YOUR OBJECTIVE.
Format the lines of all the items below as a numbered list, omitting any blank lines.

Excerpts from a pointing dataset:
=======
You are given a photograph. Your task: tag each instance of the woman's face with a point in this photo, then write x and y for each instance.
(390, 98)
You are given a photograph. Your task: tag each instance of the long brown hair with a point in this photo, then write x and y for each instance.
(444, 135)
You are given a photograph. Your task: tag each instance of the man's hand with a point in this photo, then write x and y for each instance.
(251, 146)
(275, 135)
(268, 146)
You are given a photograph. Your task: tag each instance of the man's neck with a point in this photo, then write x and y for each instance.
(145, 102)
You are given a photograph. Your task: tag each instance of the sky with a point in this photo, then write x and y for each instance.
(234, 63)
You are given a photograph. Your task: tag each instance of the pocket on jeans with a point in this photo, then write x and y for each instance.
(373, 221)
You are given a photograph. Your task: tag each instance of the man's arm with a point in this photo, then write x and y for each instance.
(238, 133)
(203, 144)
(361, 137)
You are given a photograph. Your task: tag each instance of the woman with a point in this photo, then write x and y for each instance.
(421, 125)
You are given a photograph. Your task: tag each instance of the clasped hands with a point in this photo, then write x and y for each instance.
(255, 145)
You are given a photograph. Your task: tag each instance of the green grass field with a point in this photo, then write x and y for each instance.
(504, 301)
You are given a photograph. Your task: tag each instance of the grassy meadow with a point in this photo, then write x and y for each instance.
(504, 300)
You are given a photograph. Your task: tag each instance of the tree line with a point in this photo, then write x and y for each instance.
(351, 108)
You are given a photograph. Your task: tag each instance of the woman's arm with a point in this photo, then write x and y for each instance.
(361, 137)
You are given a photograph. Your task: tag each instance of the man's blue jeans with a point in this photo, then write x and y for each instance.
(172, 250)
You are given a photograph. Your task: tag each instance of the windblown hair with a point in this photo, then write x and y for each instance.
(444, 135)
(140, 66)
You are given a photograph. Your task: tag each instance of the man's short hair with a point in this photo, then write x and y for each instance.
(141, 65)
=======
EXERCISE OUTPUT.
1. You are given a photograph. Your task: tag each instance of the woman's face with a point in this photo, then write x and y for each instance.
2. (390, 98)
3. You are given a photograph. Your task: tag each instance of the long brown hair with a point in this photo, then write x and y for each instance.
4. (444, 135)
5. You are given a photograph. Your task: tag each instance of the man's hand with a point in this photo, then write x and y for each instance.
6. (251, 146)
7. (275, 135)
8. (268, 146)
9. You are given a photograph. Your task: tag each instance of the man's neck with a point in this photo, then write x and y for each instance.
10. (145, 102)
11. You are given a photograph. Your task: tag each instance of the sky with a point in this photo, then write x and y for each instance.
12. (234, 63)
13. You are given a photograph. Your task: tag each instance of the pocket on jeans with a point in this photo, then write x and y for each instance.
14. (373, 221)
15. You are given a photograph. Your task: tag each instance of the man's arm with a point in this photo, then write x and y for each instance.
16. (238, 133)
17. (203, 144)
18. (361, 137)
19. You are given a photograph. Your task: tag each instance of the woman with a point in this photo, then write x and y for each instance.
20. (421, 125)
21. You are given a photograph. Your task: tag each instance of the clasped hands with a point in this photo, then write x and y for each instance.
22. (255, 145)
23. You are given a photograph. Your task: tag each instance of the green grass field with a point in this photo, then write x and y for each instance.
24. (504, 301)
25. You are given a photograph. Your task: tag each instance of the grassy meadow with a point in this photo, then write x and y for each instance.
26. (504, 300)
27. You are given a photograph. Your task: tag each instance of the tree line with a point in this photo, then write x and y for each instance.
28. (351, 108)
29. You are given a photograph. Your task: tag each instance of the woman's arm with a point in this photo, then write x and y for each instance.
30. (361, 137)
31. You are given a photograph. Your task: tag each instance of the man's blue jeans with a point in this photo, then write x and y for each instance.
32. (172, 250)
33. You are given a photograph. Your task: tag each instance of the windblown hair with a point in this photo, then write x and y for each instance.
34. (444, 135)
35. (140, 66)
36. You are given a photograph. Your task: tag each instance of the man's short hair with a point in this photo, then write x and y for each instance.
37. (141, 65)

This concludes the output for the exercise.